Short problem 1> Please copy the passage from the Darfur Sultanate review word for word, starting at "The Darfur Sultanate: A" and ending at "one would expect.".
Short problem 2>
Answer these questions using the Darfur Sultanate review.
(a) Which publisher released the book?
(b) In what years was the sultanate conquered by al-Zubayr Pasha?
(c) In what year did Ali Dinar die?

Text passage>

==*==

The Darfur Sultanate: A History. Rex S. O’Fahey. Hurst, London, 2008. Pp. 357. ISBN. 978 1 85065 853 5 (hb). £35.
Rex Sean O’Fahey is the world authority on Darfur’s complicated past. His unparalleled knowledge of the region and his tenacious intelligence consequently set the bar for expectations of The Darfur Sultanate rather high. As one would expect from a man frequently faced with a struggle not only against a lack of sources, but also against those who would seek to destroy evidence to serve present-day aims, dogged perseverance and academic diligence have long marked his work. Unfortunately, The Darfur Sultanate is a deeply unsatisfying book that lacks the breadth of analysis that both the definitive-sounding title and O’Fahey’s pursuit of a particularly adventurous brand of academic study would have one would expect.
The work is divided into three main sections. The first part takes a predominantly political and economic look at the Keira state’s interactions with the wider world until the middle of the nineteenth century, centring on the processes that led to its attaining regional pre-eminence by around 1800. The last section returns to this style of narrative, picking up the story in 1873-4 with the sultanate’s conquest by al-Zubayr Pasha, a capable and ruthless slave and ivory trader who built up a powerbase in Bahr el Ghazal in the 1850s and 1860s. This section also touches briefly upon the Mahdiyya and the restoration of the Sultanate under Ali Dinar until Dinar’s death at the hands of the British in 1916.

==*==

Information supplied>
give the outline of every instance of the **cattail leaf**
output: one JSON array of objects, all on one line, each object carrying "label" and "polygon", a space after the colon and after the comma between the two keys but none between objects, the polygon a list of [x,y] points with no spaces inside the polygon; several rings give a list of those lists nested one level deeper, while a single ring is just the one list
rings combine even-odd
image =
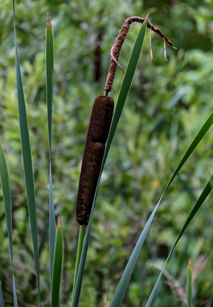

==*==

Correct response 1>
The Darfur Sultanate: A History. Rex S. O’Fahey. Hurst, London, 2008. Pp. 357. ISBN. 978 1 85065 853 5 (hb). £35.
Rex Sean O’Fahey is the world authority on Darfur’s complicated past. His unparalleled knowledge of the region and his tenacious intelligence consequently set the bar for expectations of The Darfur Sultanate rather high. As one would expect from a man frequently faced with a struggle not only against a lack of sources, but also against those who would seek to destroy evidence to serve present-day aims, dogged perseverance and academic diligence have long marked his work. Unfortunately, The Darfur Sultanate is a deeply unsatisfying book that lacks the breadth of analysis that both the definitive-sounding title and O’Fahey’s pursuit of a particularly adventurous brand of academic study would have one would expect.

Correct response 2>
(a) Hurst, London
(b) 1873-4
(c) 1916